### TESTO DEL COMPITO
Formatta come lista JSON di stringhe il tratto che va dalla riga contenente "If you could spot the woman's right" fino alla riga contenente "column 613, row 222", estremi inclusi, con una stringa per ciascuna riga e tralasciando le righe vuote.

· · · · · · ·

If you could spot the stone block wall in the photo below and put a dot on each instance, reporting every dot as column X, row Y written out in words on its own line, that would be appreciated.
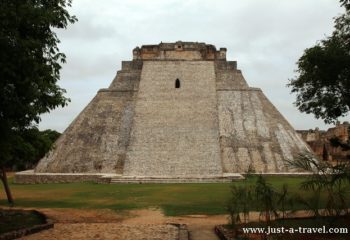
column 253, row 133
column 96, row 141
column 175, row 130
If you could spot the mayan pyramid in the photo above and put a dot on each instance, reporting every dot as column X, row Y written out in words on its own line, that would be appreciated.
column 176, row 110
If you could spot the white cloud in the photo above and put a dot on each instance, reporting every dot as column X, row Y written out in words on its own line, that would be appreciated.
column 265, row 37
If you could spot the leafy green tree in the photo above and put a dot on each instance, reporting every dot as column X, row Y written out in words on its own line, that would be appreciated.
column 322, row 86
column 266, row 198
column 328, row 179
column 284, row 199
column 31, row 145
column 30, row 63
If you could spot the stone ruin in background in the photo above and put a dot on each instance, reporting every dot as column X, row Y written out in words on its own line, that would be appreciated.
column 176, row 111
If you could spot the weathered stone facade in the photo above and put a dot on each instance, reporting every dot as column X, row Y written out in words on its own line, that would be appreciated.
column 176, row 110
column 320, row 142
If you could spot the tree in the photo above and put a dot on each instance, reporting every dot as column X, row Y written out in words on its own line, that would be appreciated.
column 323, row 82
column 30, row 146
column 331, row 180
column 30, row 63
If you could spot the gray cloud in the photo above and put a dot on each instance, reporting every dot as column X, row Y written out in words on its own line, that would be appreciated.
column 265, row 37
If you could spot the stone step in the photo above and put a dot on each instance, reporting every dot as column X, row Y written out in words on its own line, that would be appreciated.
column 115, row 180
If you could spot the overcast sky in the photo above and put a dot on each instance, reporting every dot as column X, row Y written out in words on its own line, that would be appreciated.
column 265, row 37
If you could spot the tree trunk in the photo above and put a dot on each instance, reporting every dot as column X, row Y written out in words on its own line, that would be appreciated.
column 6, row 186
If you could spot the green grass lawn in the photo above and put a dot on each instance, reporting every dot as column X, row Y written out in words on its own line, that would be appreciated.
column 11, row 220
column 173, row 199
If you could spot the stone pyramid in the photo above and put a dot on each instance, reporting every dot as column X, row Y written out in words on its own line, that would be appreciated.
column 177, row 110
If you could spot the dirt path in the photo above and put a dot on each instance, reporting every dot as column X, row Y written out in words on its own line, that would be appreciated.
column 145, row 224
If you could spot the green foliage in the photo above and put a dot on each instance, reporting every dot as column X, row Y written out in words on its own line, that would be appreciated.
column 266, row 197
column 11, row 220
column 30, row 145
column 323, row 82
column 332, row 180
column 30, row 63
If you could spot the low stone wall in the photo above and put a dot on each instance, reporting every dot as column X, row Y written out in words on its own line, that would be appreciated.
column 30, row 177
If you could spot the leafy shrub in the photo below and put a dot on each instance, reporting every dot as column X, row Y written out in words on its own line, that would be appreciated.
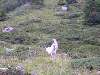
column 85, row 62
column 2, row 15
column 18, row 38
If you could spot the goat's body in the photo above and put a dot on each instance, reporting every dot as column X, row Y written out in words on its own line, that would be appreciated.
column 52, row 49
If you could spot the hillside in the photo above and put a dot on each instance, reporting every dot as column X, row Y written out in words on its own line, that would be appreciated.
column 36, row 25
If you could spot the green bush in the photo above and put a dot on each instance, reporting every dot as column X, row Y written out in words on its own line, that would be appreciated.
column 85, row 62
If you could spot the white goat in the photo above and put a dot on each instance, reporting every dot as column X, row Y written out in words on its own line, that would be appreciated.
column 53, row 48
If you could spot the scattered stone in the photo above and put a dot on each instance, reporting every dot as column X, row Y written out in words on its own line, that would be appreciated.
column 72, row 1
column 8, row 29
column 73, row 15
column 64, row 7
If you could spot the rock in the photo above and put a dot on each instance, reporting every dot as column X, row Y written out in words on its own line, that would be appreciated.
column 73, row 15
column 98, row 73
column 64, row 8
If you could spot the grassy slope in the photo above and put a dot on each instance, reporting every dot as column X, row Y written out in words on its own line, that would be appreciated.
column 63, row 29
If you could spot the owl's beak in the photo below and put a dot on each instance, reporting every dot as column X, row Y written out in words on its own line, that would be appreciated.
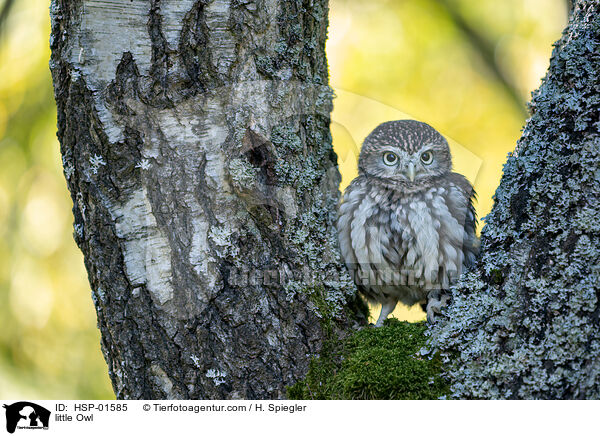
column 410, row 172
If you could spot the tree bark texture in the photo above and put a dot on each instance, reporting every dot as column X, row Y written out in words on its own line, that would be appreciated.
column 524, row 323
column 196, row 146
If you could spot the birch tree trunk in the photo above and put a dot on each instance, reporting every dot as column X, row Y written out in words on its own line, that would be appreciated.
column 196, row 146
column 525, row 323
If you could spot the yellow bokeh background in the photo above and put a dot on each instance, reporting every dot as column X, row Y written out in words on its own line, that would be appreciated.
column 388, row 59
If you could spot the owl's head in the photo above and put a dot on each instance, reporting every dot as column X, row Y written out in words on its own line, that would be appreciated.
column 405, row 151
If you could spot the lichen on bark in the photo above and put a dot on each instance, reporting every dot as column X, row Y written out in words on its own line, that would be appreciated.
column 524, row 323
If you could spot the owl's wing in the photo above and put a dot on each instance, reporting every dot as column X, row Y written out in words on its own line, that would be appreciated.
column 351, row 200
column 460, row 199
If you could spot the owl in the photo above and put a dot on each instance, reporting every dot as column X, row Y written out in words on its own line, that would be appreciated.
column 406, row 223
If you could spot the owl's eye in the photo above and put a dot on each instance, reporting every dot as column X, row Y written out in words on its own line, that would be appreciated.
column 427, row 157
column 390, row 158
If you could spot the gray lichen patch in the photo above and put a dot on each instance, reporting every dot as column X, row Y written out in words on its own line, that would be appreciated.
column 523, row 324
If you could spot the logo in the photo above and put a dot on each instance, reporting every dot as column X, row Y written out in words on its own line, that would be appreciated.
column 26, row 415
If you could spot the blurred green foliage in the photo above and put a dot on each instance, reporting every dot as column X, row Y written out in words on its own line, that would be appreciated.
column 465, row 67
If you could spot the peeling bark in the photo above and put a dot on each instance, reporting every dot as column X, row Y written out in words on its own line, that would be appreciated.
column 524, row 324
column 196, row 146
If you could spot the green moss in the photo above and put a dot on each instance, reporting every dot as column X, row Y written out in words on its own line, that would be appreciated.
column 375, row 363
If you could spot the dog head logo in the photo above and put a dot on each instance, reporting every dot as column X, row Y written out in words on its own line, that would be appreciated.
column 26, row 415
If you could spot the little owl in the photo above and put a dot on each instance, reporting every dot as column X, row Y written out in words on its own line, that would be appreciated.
column 406, row 224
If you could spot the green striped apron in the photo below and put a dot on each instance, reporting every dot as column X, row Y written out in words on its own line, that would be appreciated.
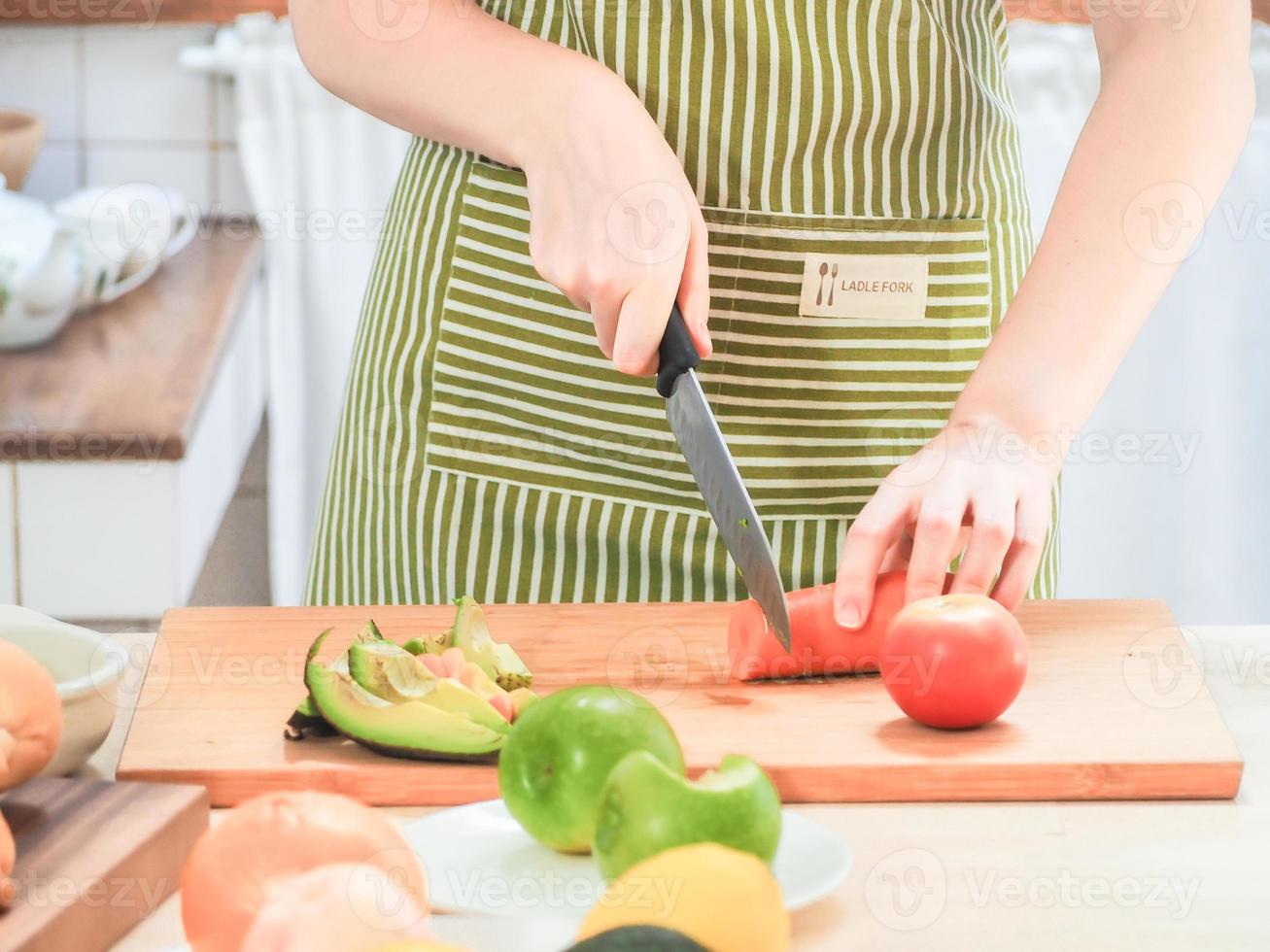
column 488, row 448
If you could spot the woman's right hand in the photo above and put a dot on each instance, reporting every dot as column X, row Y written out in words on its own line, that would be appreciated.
column 613, row 222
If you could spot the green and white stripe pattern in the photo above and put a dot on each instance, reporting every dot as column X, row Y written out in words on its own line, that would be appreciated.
column 487, row 446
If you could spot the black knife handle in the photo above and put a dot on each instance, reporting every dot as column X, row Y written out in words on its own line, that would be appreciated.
column 677, row 355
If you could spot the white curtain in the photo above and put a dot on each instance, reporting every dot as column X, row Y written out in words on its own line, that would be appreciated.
column 1183, row 510
column 319, row 174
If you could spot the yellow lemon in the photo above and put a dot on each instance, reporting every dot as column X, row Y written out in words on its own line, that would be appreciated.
column 727, row 901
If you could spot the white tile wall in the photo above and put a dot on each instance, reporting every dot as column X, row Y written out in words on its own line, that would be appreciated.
column 8, row 556
column 186, row 168
column 40, row 73
column 136, row 91
column 120, row 108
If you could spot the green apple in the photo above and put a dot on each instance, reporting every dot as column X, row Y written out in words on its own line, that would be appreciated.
column 645, row 809
column 559, row 753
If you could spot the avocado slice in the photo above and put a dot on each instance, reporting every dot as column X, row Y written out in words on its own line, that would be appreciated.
column 521, row 698
column 637, row 938
column 409, row 729
column 430, row 644
column 394, row 674
column 369, row 633
column 499, row 662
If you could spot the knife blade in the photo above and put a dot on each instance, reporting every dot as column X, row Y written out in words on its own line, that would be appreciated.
column 715, row 471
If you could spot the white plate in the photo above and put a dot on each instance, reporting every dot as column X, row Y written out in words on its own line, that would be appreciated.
column 480, row 861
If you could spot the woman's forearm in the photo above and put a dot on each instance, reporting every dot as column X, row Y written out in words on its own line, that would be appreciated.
column 1154, row 153
column 445, row 70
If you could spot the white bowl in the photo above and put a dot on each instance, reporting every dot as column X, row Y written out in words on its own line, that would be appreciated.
column 86, row 666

· · · · · · ·

### RISPOSTA AL PROBLEMA
[
  "If you could spot the woman's right hand in the photo above and put a dot on each instance, reporting every dot as column X, row Y written out in words on its own line, that would be appreciated.",
  "column 613, row 222"
]